Task material START

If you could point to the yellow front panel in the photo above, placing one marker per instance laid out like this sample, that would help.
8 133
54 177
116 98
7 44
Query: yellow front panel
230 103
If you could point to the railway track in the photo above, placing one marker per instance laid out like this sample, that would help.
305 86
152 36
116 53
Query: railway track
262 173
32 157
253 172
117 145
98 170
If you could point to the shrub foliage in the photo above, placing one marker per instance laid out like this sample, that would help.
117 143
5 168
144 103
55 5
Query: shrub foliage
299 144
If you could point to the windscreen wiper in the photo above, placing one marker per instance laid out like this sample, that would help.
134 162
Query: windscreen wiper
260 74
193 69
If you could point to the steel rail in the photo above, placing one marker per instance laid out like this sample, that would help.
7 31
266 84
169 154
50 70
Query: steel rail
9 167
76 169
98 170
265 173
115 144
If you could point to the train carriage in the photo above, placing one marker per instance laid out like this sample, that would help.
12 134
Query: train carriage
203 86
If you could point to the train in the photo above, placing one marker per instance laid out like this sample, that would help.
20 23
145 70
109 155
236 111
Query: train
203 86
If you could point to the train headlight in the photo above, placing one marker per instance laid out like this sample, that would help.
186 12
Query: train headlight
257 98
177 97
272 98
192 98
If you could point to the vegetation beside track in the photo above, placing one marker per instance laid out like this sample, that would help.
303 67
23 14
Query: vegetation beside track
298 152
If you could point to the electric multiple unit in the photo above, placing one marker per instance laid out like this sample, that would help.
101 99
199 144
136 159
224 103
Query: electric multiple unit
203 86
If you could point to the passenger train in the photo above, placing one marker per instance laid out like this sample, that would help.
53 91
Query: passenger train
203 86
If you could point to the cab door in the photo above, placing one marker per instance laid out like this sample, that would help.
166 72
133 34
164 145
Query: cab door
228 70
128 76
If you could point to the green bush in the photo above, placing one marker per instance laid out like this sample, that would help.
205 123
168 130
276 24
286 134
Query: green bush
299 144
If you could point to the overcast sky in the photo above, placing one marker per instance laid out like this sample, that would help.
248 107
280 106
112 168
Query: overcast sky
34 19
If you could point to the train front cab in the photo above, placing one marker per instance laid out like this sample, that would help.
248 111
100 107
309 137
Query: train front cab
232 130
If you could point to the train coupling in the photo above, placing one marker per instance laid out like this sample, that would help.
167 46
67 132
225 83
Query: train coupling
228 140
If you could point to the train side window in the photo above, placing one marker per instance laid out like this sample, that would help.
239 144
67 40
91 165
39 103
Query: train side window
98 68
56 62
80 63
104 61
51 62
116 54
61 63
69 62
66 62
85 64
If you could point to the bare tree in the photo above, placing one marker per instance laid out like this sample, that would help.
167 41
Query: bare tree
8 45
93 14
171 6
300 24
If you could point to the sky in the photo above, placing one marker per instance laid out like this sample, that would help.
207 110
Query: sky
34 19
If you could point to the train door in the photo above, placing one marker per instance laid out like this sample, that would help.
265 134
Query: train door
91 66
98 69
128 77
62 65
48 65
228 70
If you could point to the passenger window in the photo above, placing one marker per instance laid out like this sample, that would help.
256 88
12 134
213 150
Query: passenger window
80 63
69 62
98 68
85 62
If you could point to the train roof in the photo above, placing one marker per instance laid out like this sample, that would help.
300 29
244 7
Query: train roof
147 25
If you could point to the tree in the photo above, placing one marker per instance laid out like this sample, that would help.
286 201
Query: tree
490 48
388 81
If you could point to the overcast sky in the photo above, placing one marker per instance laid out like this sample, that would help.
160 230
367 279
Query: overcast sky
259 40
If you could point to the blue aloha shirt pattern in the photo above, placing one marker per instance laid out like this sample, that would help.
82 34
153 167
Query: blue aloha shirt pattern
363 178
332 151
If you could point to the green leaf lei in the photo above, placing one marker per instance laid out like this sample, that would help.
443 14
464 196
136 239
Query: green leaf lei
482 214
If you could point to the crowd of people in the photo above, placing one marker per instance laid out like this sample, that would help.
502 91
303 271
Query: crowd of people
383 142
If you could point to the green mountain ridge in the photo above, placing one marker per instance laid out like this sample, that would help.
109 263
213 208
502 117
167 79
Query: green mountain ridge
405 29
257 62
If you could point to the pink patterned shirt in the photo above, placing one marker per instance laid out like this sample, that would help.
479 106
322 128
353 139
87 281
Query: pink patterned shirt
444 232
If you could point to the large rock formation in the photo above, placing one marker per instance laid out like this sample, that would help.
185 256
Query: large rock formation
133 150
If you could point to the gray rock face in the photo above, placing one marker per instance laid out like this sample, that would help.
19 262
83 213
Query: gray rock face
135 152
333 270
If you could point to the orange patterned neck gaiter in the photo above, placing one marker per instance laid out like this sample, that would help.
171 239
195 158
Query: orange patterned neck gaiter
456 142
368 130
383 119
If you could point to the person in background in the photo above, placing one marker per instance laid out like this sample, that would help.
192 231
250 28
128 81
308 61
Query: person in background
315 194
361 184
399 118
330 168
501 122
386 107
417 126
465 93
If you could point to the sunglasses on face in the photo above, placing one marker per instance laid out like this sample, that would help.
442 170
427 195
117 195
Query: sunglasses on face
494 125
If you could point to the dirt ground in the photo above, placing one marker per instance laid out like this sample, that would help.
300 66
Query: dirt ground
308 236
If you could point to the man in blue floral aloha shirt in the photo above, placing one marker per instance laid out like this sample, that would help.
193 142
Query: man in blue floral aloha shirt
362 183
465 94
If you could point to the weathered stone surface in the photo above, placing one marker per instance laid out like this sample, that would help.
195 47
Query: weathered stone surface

Task material END

The problem: Word for word, write out all of the data above.

Reply to the exercise:
If you could point to the yellow front panel in the photo above, placing one marker per instance laid out like this sample, that would help.
8 133
54 177
116 98
7 44
Query: yellow front panel
230 103
If you could point to the railway track in the photo above, placing one marker per instance laid out like this sample, that would help.
305 86
152 36
116 53
Query: railway track
262 173
32 157
253 172
117 145
98 170
If you could point to the shrub foliage in the photo above, placing one marker per instance laid out like this sample, that would help.
117 143
5 168
144 103
55 5
Query: shrub foliage
299 144
If you could point to the windscreen wiper in the photo above, placing one marker per instance laid out like this sample, that would help.
134 162
Query: windscreen wiper
260 74
193 69
If you could point to the steel rail in the photo above, placing one marker per instance laid out like this sample, that would help.
7 31
266 84
169 154
50 70
Query: steel rail
9 167
76 169
98 170
265 173
115 144
If you could point to the train carriage in the photo above, placing one marker per instance laid out like this sample, that would help.
12 134
Query: train carriage
203 86
If you could point to the train in the photo above, placing one marker per instance laid out like this sample, that would help.
20 23
145 70
109 155
236 111
Query: train
203 86
If you could point to the train headlight in the photo above, placing one marker per instance laid out like this sample, that would help.
186 12
Query: train headlight
257 98
177 97
272 98
192 98
If you could point to the vegetation beside track in the photo above, placing one marker per instance laid out like this sample, that would help.
303 67
23 14
Query: vegetation beside track
298 152
If you could point to the electric multiple unit in the photo above, placing one marker per instance laid out like this sample, that would help.
101 99
199 144
136 159
224 103
Query: electric multiple unit
203 86
If you could point to the passenger train in the photo above, placing one marker per instance laid out like this sample, that would help.
53 91
Query: passenger train
203 86
If you could point to the cab door in the photo above, placing one marker per instance laid out like this sample, that would help.
166 72
133 34
164 145
Query: cab door
228 70
128 76
If you could point to the green bush in the photo above, placing one marker per instance laid out like this sample, that would help.
205 123
168 130
276 24
286 134
Query: green bush
299 144
If you could point to the overcast sky in the photo above, placing one marker per instance laid out like this sample, that would help.
248 107
280 106
112 168
Query: overcast sky
34 19
If you could point to the train front cab in the photo above, placing one marker per instance laid out like this sample, that would help.
248 111
100 107
309 137
Query: train front cab
232 130
If you could point to the train coupling in the photo above, placing one marker per instance laid out like this sample, that would help.
167 46
67 132
225 83
Query: train coupling
228 140
If you could point to the train side window in the photo above, placing one marker per instance laid out like this sample, that would help.
239 144
67 40
91 165
39 103
Query: train side window
98 68
56 62
80 63
104 61
51 62
116 54
61 63
69 62
66 62
85 64
If you could point to the bare tree in the photo above, placing one marker per instance laid out like this sample, that would help.
167 41
Query: bare tree
8 45
93 14
171 6
300 24
If you could point to the sky in the photo above, placing one marker per instance laid out like this sample, that would help.
207 110
Query: sky
34 19
If you could point to the train door in the photo above, placing one marker per instance laid out like this sample, that would help.
265 134
Query: train door
91 66
98 69
128 77
62 65
48 65
228 70
If you could point to the passenger window in the photo above, placing one marker per instance laid out like this sample, that would help.
256 88
12 134
213 150
Query: passenger window
80 63
69 62
98 68
85 62
If you could point to the train roof in the photo above, placing one marker per instance laid out like this sample, that would help.
300 29
244 7
Query: train roof
147 25
If you could point to the tree in the photo above, placing one marker per instance laid out like this sample, that would help.
286 201
Query: tree
490 48
388 81
If you could point to the overcast sky in the photo above, placing one marker per instance laid out like this sample, that would help.
160 230
367 279
Query: overcast sky
259 40
If you could point to the blue aloha shirt pattern in the photo above, placing one marker per instance laid out like this sample, that would help.
82 34
153 167
Query: blue aloha shirt pattern
363 178
332 151
If you could point to the green leaf lei in the photo above, placing one marker per instance laid out like this sample, that would help.
443 14
464 196
136 239
Query: green leaf lei
482 214
If you could point to the crowd of people in the photo above, placing one marker per instance laid out like this sample, that would help.
502 91
303 271
Query: crowd of people
383 142
If you could point to the green mountain ridge in the photo above, placing one marker per instance laid out like this sample, that would help.
109 263
213 208
502 117
167 79
Query: green mountain ridge
405 29
257 62
If you could point to the pink patterned shirt in the photo above, placing one marker per instance laid out like this sample, that would help.
479 106
322 128
353 139
87 281
Query: pink patterned shirt
444 232
If you could point to the large rock formation in the photo above, placing one marker per instance laid out like this sample, that would help.
185 256
Query: large rock formation
133 150
If you could point to the gray rock face in the photo above, placing one marker per instance laid out like this sample, that would help.
19 262
83 213
Query: gray rock face
135 152
333 270
If you could point to the orange patterned neck gaiter in the photo above, placing one marker per instance laid out like this sample, that would help.
171 239
195 158
Query: orange patterned neck gaiter
456 142
368 130
383 119
If you could point to the person in background in the photo above, placing one marker per instance laid out like this sample, that would help.
192 231
250 28
128 81
308 61
Query: person in background
315 194
361 184
399 118
330 168
501 122
386 107
417 126
465 93
If you could point to the sunglasses on face in the photo above, placing one marker per instance laid out like this sample, that would help.
442 170
427 195
117 195
Query: sunglasses on face
494 125
If you could point to the dirt ground in the photo above, placing one marker per instance laid out like this sample, that would help.
300 66
Query: dirt ground
308 236
If you could point to the man in blue floral aloha shirt in the photo above, placing one marker per instance laid out like this sample, that would help.
193 142
Query: man in blue floral aloha shirt
362 183
465 94
If you could point to the weathered stone surface in the photo above, placing one marker per instance laid out like this sample, that would help.
195 47
Query: weathered stone surface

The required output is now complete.